*** Opening of EXERCISE INPUTS ***

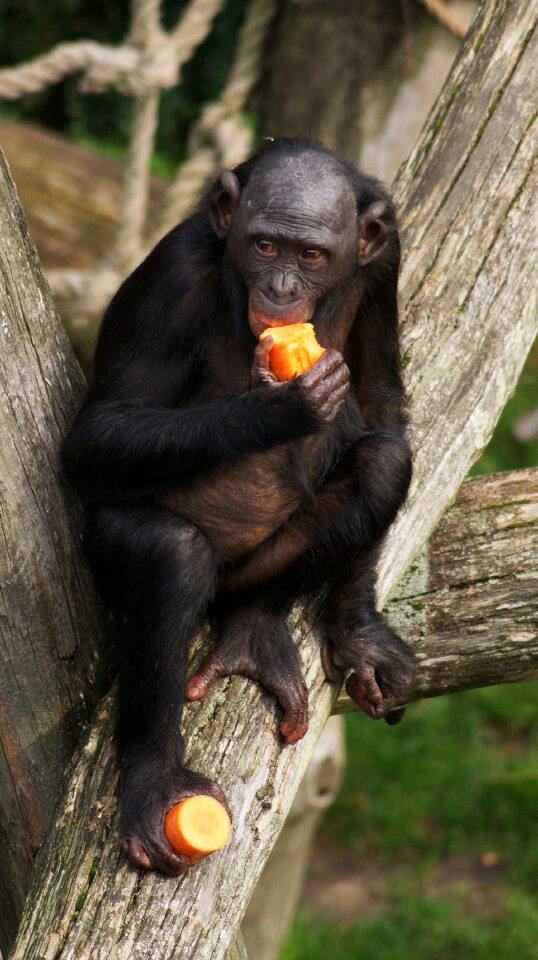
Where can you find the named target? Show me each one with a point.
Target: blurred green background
(431, 848)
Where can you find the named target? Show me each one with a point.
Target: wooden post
(468, 322)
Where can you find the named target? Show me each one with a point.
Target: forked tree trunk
(49, 622)
(467, 202)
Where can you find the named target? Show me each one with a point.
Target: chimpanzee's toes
(333, 665)
(293, 698)
(168, 862)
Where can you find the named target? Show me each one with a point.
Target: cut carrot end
(295, 349)
(197, 826)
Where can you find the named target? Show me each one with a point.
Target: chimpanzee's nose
(282, 287)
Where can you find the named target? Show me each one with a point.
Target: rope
(150, 60)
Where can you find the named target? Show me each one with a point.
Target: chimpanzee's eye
(312, 254)
(265, 246)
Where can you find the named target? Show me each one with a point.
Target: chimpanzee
(208, 484)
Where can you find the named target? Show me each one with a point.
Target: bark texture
(467, 201)
(467, 605)
(49, 624)
(360, 79)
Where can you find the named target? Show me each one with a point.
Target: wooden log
(71, 195)
(467, 605)
(272, 908)
(468, 323)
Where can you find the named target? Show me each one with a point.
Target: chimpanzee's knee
(146, 552)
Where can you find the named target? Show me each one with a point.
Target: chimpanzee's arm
(139, 427)
(351, 512)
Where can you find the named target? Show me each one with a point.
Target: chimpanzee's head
(294, 231)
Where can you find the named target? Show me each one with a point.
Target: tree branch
(467, 605)
(467, 204)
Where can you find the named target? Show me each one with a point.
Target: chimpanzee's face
(293, 238)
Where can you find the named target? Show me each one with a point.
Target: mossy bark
(467, 202)
(50, 628)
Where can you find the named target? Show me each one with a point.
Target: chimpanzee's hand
(321, 390)
(383, 667)
(148, 789)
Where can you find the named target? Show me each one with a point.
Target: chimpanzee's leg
(159, 572)
(337, 540)
(360, 638)
(255, 641)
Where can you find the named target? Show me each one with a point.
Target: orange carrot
(197, 826)
(295, 349)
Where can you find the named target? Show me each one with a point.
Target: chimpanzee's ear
(373, 232)
(223, 204)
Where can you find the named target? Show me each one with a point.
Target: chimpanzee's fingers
(212, 668)
(261, 372)
(333, 672)
(325, 367)
(395, 716)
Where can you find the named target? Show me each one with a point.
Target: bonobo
(208, 484)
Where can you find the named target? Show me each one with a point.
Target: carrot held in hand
(197, 826)
(295, 349)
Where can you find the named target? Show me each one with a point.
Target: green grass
(456, 781)
(422, 929)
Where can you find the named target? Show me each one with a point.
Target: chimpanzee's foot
(383, 667)
(147, 791)
(257, 644)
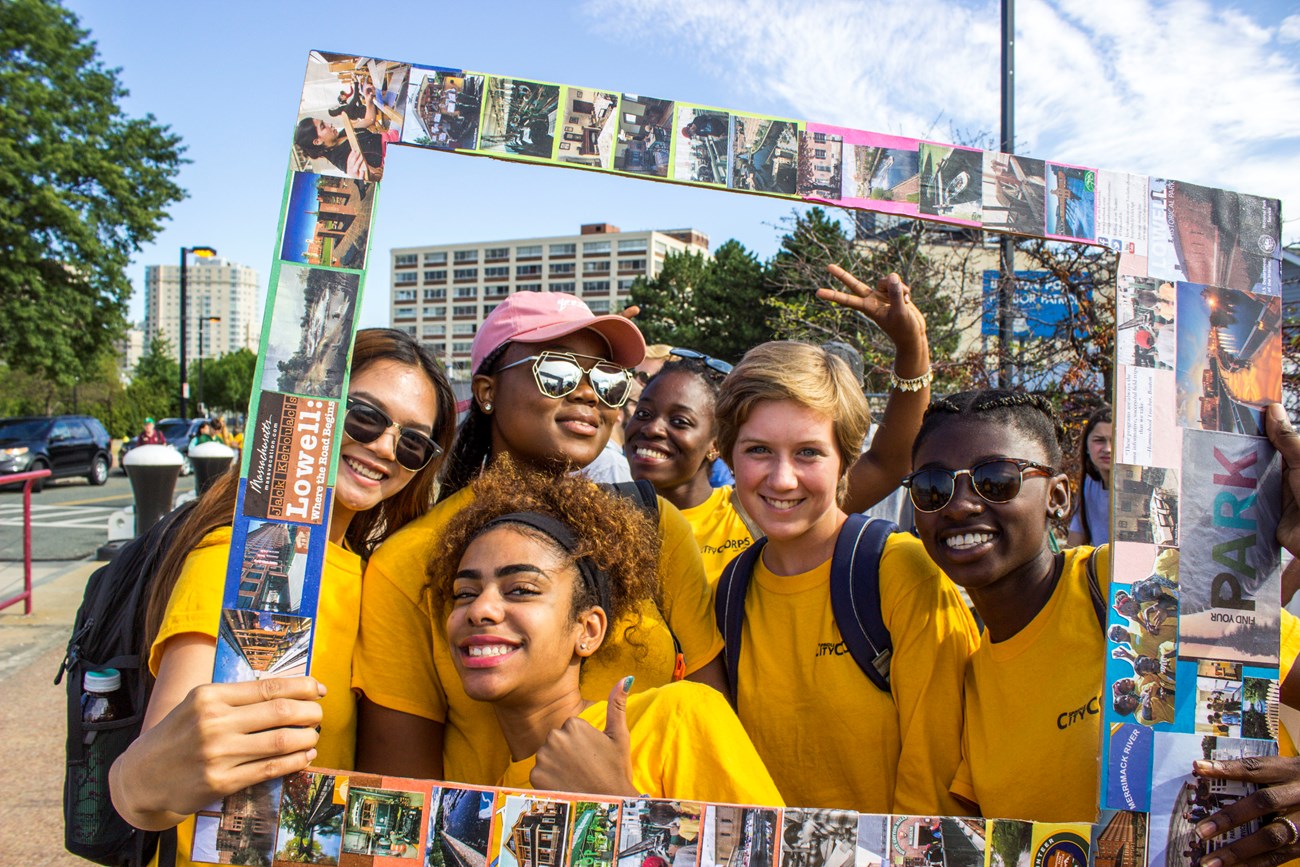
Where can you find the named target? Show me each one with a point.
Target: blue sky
(1207, 92)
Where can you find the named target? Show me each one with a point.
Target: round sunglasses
(365, 424)
(996, 481)
(558, 375)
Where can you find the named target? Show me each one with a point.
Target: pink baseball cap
(537, 317)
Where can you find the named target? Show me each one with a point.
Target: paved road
(69, 519)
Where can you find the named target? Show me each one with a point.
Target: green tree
(228, 380)
(82, 186)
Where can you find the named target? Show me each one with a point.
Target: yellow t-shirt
(1032, 741)
(399, 667)
(687, 744)
(719, 530)
(1290, 650)
(827, 735)
(195, 607)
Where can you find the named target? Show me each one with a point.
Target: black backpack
(854, 597)
(109, 633)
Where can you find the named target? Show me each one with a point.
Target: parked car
(64, 445)
(178, 433)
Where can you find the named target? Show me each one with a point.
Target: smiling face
(787, 472)
(512, 629)
(978, 542)
(671, 430)
(369, 473)
(544, 432)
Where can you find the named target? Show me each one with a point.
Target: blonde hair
(805, 375)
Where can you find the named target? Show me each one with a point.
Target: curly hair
(612, 533)
(1030, 414)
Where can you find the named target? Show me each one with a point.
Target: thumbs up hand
(577, 757)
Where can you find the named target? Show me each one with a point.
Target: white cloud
(1177, 87)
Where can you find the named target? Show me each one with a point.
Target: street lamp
(202, 252)
(202, 329)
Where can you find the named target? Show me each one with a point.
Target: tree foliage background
(82, 187)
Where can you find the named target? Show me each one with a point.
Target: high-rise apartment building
(215, 287)
(442, 293)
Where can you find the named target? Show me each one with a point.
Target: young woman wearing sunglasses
(549, 381)
(986, 489)
(792, 420)
(672, 434)
(533, 573)
(200, 740)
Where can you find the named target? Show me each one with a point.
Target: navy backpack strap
(856, 594)
(729, 607)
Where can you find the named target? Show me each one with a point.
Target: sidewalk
(34, 711)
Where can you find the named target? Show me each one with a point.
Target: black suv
(64, 445)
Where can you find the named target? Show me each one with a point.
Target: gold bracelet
(914, 384)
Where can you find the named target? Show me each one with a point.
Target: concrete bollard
(152, 471)
(209, 460)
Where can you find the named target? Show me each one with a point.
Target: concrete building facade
(442, 293)
(215, 287)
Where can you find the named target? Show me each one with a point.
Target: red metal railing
(26, 478)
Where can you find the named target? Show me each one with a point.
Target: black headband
(594, 579)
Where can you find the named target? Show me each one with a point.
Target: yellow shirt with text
(403, 660)
(830, 737)
(1032, 741)
(195, 608)
(687, 744)
(719, 530)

*** Close of EXERCISE INPUTS ***

▶ [WHAT THIS TASK INVOLVES]: Exactly what appears in the records above must be returned, apart from the pictures.

▶ [ANSWER SECTION]:
Where can you find the named target? Show me each one with a point.
Target: blurred green background
(431, 848)
Where can you find the named target? Show me each one with a point.
Target: wooden post
(468, 322)
Where can you find the named target? Show me each one with a point.
Target: forked tree trunk
(49, 622)
(467, 202)
Where can you find the named target? Show me each one with a point.
Target: chimpanzee's toes
(333, 665)
(293, 698)
(168, 862)
Where can you find the named target? Show me each one with a point.
Target: cut carrot end
(295, 349)
(197, 826)
Where can you find the named target? Show me each one with a point.
Target: chimpanzee's nose
(282, 287)
Where can you find the named target? Show me each one with a point.
Target: rope
(150, 60)
Where can you find the named target? Show me each one with a point.
Target: chimpanzee's eye
(312, 254)
(265, 246)
Where can you find the named target? Show me each one with a point.
Target: chimpanzee
(208, 484)
Where can you find the named target? Show me each one with a point.
Target: bark texture
(467, 201)
(467, 605)
(49, 624)
(360, 79)
Where can you find the named target? Show me each one with a point.
Target: wooden log
(71, 195)
(467, 605)
(272, 908)
(468, 323)
Where can you find the named target? Show me each one with a point.
Target: chimpanzee's knee
(146, 552)
Where can you find the named target? Show me each one with a point.
Target: chimpanzee's arm
(139, 427)
(351, 512)
Where can you find the named target? Show me each one with a point.
Target: chimpanzee's head
(294, 231)
Where can you find the named target? Show me each one with a point.
Target: tree branch
(467, 605)
(467, 204)
Where can you find the named target? Show me each one with a point.
Target: chimpanzee's face
(293, 238)
Where can you find the named target? Show me each one with a point.
Target: mossy bark
(467, 202)
(50, 628)
Where can you find the named target? Show me each one with a point.
Target: chimpanzee's hand
(321, 390)
(383, 667)
(148, 789)
Where can you find the named target? Show me each one with a point.
Target: chimpanzee's leg
(159, 572)
(337, 540)
(360, 638)
(255, 641)
Where can you find the named target? Show me each one with a point.
Target: orange carrot
(197, 826)
(295, 349)
Where can you find the named target? Show me each one with a point.
Target: chimpanzee's ear
(373, 232)
(223, 204)
Where can you find the named target? Show me each one with a point.
Target: chimpanzee's fingers
(212, 668)
(261, 372)
(333, 672)
(325, 367)
(395, 716)
Where can you find the named target? Show me each one with a point.
Target: bonobo
(208, 484)
Where can you find the named target? Show me each one with a point.
Target: carrot held in hand
(197, 826)
(295, 349)
Where can you find the named target? Show me each one with a point.
Target: green grass
(456, 781)
(422, 929)
Where can you find the named target? Show me each one with a point.
Target: chimpanzee's foot
(383, 667)
(147, 791)
(257, 644)
Where can you find the named target? Show me each one with a point.
Target: blue sky
(1207, 92)
Where can you find the named target? Show me each one with a point.
Target: round sunglasses
(365, 424)
(996, 481)
(558, 375)
Where can you find the named target? Show me each one with a point.
Target: pink baseball cap
(537, 317)
Where can you find the named target? Show me each one with a point.
Target: paved road
(69, 519)
Where can you find the named target? Show me each one with a point.
Target: green tree
(228, 380)
(82, 186)
Where can you find the named target? Show me each one with a point.
Target: yellow t-shirt
(1032, 741)
(399, 667)
(687, 744)
(719, 530)
(1290, 650)
(827, 735)
(195, 607)
Where can you find the named target? Show me each one with a point.
Target: black backpack
(854, 597)
(109, 633)
Where can you find the named target? Show me each one with a point.
Target: parked car
(64, 445)
(178, 433)
Where can you find the named target? Show me each one with a point.
Target: smiling face
(787, 472)
(512, 629)
(978, 542)
(671, 430)
(369, 473)
(544, 432)
Where can you find the named target? Show me each one with a point.
Target: blonde hair
(805, 375)
Where can you find the named target? Show me each one with a point.
Target: curly hair
(612, 533)
(1030, 414)
Where can you find the named target? Show me each one with a point.
Target: thumbs up hand
(577, 757)
Where can you find the named target? Show me each one with a point.
Target: white cloud
(1177, 87)
Where can you find the named target? Show me each one with a point.
Target: street lamp
(202, 252)
(202, 329)
Where can you find the named target? Show me each one with a point.
Target: tree foliage background
(82, 187)
Where can you find the named target? Show me each one with a point.
Target: high-rise apartment building
(215, 287)
(442, 293)
Where can you find the named target? Show me each one with a point.
Target: young woman wearing sunglasses
(549, 381)
(986, 489)
(792, 420)
(672, 434)
(533, 573)
(200, 740)
Where can you find the named target? Show me each one with a point.
Target: navy backpack strap
(856, 594)
(729, 607)
Where can you find the named target? Show me each one with a point.
Target: sidewalk
(34, 711)
Where can you find the named target? Show me each one with a point.
Target: black suv
(64, 445)
Where can you find the named target? Show me each one with a point.
Target: gold bracelet
(914, 384)
Where can you find the named target? Show me each one with a point.
Target: concrete bollard
(152, 471)
(209, 460)
Where can you find the named target? Show me each one with a point.
Target: concrete building facade
(442, 293)
(215, 287)
Where can you find the named target? Show me each one with a point.
Target: red metal railing
(26, 478)
Where can you find the named target? Show me each one with a point.
Target: black headband
(594, 579)
Where can you find the named target? Show me each one with a point.
Target: yellow shirt with text
(403, 660)
(830, 737)
(1032, 741)
(195, 608)
(687, 744)
(719, 530)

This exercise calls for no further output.